*Quoted passage*
^^^^
Hi Alex,

How do you generate you subrange set for running queries?
It may happen that some of your ranges intersect data ownership range
borders (check it running 'nodetool describering [keyspace_name]')
Those range queries will be highly ineffective in that case and that could
explain your results.

Also you can think using LOCAL_ONE consistency for your full scans. You may
lose some consistency but will gain a log of performance improvements.

Kind regards,
Dmitry Saprykin

On Thu, Aug 17, 2017 at 12:36 PM, Alex Kotelnikov <
alex.kotelni...@diginetica.com> wrote:

> Dor,
>
> I believe, I tried it in many ways and the result is quite disappointing.
> I've run my scans on 3 different clusters, one of which was using on VMs
> and I was able to scale it up and down (3-5-7 VMs, 8 to 24 cores) to see,
> how this affects the performance.
^^^^
*Set of tasks*
• 1. In the email about slow range scans, why does the writer want to know whether any of the query subranges cross data ownership range borders?
• 2. Continue the email about slow range scans from the point where it stops.
^^^^
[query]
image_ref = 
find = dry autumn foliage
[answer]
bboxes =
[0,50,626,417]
^^^^
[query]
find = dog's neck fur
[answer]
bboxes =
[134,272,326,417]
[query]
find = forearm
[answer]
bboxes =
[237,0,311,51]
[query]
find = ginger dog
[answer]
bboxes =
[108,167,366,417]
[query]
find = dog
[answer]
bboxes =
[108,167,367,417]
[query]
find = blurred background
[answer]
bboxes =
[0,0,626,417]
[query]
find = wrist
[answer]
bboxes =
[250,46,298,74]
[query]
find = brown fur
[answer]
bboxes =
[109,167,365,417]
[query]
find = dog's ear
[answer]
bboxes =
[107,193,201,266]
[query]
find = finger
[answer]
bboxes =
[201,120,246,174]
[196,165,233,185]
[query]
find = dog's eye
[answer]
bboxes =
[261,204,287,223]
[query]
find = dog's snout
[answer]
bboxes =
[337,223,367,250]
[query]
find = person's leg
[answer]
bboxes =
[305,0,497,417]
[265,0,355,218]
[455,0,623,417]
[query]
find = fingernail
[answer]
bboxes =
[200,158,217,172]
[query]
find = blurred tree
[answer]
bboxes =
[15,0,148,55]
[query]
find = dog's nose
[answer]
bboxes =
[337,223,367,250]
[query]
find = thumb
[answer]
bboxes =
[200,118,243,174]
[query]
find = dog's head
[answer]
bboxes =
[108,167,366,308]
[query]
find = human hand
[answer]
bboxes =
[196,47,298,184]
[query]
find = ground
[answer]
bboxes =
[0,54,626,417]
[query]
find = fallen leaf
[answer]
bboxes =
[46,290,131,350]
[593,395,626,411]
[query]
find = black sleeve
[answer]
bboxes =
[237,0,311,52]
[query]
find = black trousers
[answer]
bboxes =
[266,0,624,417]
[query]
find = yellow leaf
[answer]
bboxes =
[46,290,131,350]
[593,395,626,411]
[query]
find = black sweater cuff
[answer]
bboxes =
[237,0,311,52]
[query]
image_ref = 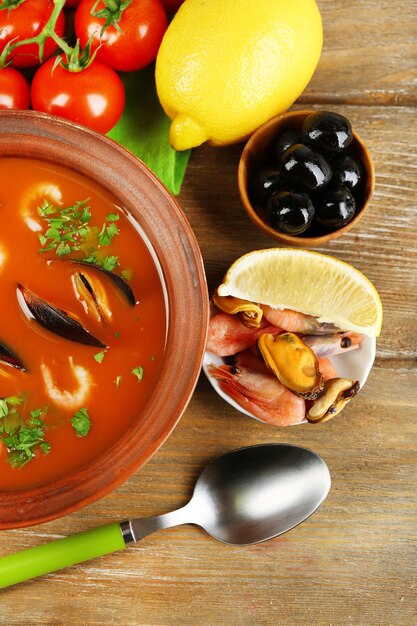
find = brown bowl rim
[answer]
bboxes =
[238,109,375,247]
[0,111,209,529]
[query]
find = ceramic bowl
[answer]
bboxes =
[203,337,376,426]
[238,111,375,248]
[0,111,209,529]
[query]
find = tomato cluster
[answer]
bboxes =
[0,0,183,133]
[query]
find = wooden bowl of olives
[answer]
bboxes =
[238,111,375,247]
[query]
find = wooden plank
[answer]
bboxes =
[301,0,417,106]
^^^^
*Set of answers*
• 1. If a subrange crosses those borders, the range queries will be highly ineffective. That could explain the poor results Alex got.

• 2.
>
> I also generated the flow from spark cluster ranging from 4 to 40 parallel
> tasks as well as just multi-threaded client.
>
> The surprise is that trivial fetch of all records using token ranges takes
> pretty much the same time in all setups.
>
> The only beneficial thing I've learned is that it is much more efficient
> to create a MATERIALIZED VIEW than to filter (even using secondary index).
>
> Say, I have a typical dataset, around 3Gb of data, 1M records. And I have
> a trivial scan practice:
>
> String.format("SELECT token(user_id), user_id, events FROM user_events
> WHERE token(user_id) >= %d ", start) + (end != null ? String.format(" AND
> token(user_id) < %d ", end) : "")
>
> I split all tokens into start-end ranges (except for last range, which
> only has start) and query ranges in multiple threads, up to 40.
>
> Whole process takes ~40s on 3 VMs cluster  2+2+4 cores, 16Gb RAM each 1
> virtual disk. And it takes ~30s on real hardware clusters
> 8servers*8cores*32Gb. Level of the concurrency does not matter pretty much
> at all. Util it is too high or too low.
> Size of tokens range matters, but here I see the rule "make it larger, but
> avoid cassandra timeouts".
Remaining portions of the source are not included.